_Data records:_
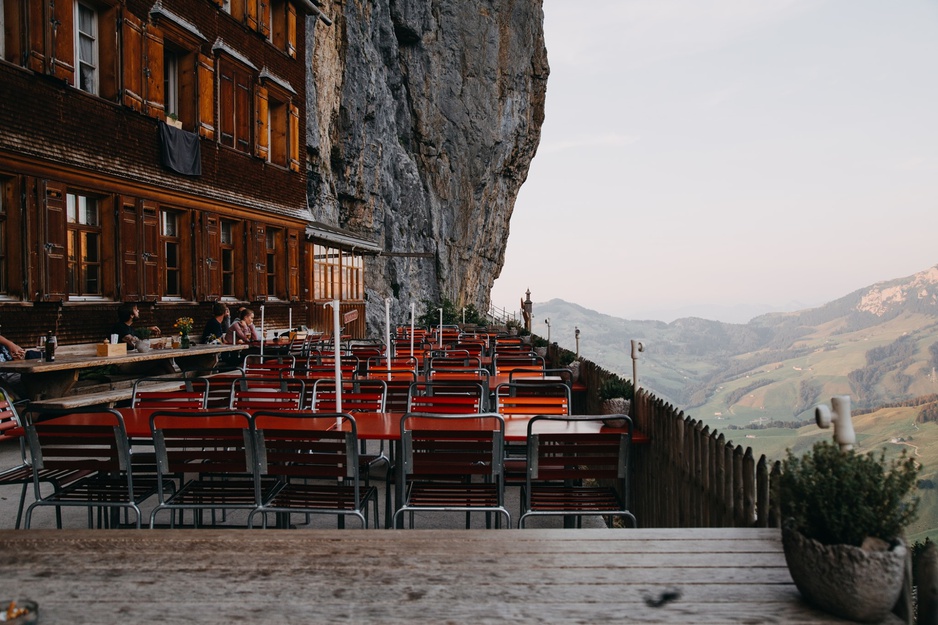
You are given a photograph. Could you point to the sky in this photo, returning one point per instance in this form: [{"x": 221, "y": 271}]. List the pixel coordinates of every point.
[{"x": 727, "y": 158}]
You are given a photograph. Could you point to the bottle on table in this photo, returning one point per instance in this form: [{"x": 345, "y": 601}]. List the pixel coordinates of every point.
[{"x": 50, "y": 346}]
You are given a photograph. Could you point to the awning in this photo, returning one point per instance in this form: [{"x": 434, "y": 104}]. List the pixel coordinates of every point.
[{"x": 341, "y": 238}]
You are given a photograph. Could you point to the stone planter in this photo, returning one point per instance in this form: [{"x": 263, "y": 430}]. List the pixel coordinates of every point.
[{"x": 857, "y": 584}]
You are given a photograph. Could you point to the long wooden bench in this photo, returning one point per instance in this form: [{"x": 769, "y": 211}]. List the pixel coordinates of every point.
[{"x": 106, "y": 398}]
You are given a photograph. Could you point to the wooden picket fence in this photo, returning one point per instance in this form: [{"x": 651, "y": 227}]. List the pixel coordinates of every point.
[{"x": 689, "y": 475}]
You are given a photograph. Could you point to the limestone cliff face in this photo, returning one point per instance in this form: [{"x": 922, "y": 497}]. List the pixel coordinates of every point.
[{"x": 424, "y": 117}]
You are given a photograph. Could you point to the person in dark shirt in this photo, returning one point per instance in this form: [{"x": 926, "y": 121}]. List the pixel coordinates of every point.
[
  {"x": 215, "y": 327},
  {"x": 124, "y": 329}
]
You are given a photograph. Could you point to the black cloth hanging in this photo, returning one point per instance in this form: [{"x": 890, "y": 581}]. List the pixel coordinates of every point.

_What is expected:_ Repeat all entries exactly, pictures excluded.

_Task solution:_
You are given a photograph. Could you point to the sky in this photo, returning one point per instance in this form: [{"x": 221, "y": 271}]. List the pixel coordinates of every point.
[{"x": 727, "y": 158}]
You are given a photograph. Could you point to the bottle on table in this photo, returning one point per instance in this form: [{"x": 345, "y": 601}]. List the pixel coordinates of every point.
[{"x": 50, "y": 346}]
You are given a photograph. Could you point to the awning in this photo, returning one point per instance in this form: [{"x": 434, "y": 104}]. List the pixel coordinates of every point.
[{"x": 341, "y": 238}]
You are given a photograph. Could you point to the stone planter in this photo, returning one point per instance in this form: [{"x": 263, "y": 430}]. List the pixel coordinates of every point.
[{"x": 857, "y": 584}]
You are given a photograph. Could you point to the long wooden bench in this photo, returning one point per instance in this form: [{"x": 769, "y": 211}]. List the pixel coordinates of every point.
[{"x": 106, "y": 398}]
You are given a photograph. Could you point to the wooden picket fence in this photo, returning one point per instance in this form: [{"x": 651, "y": 227}]. List the pixel coordinates of every point.
[{"x": 689, "y": 475}]
You are given a photograph. Could you point to the limestone cliff face in this photo, returning one point per instance in this form: [{"x": 922, "y": 497}]. List the pixel coordinates of every point.
[{"x": 424, "y": 117}]
You are given a photograph. Could you point to the person in dark shirt in this photo, returning one point per instance in this form: [{"x": 926, "y": 121}]. List the pixel coordinates of every point.
[
  {"x": 215, "y": 327},
  {"x": 124, "y": 329}
]
You are given a photograph. Could you point to the black cloth hanging in this photo, returning one point per instance in this form: [{"x": 890, "y": 581}]. List the pixel coordinates of every point.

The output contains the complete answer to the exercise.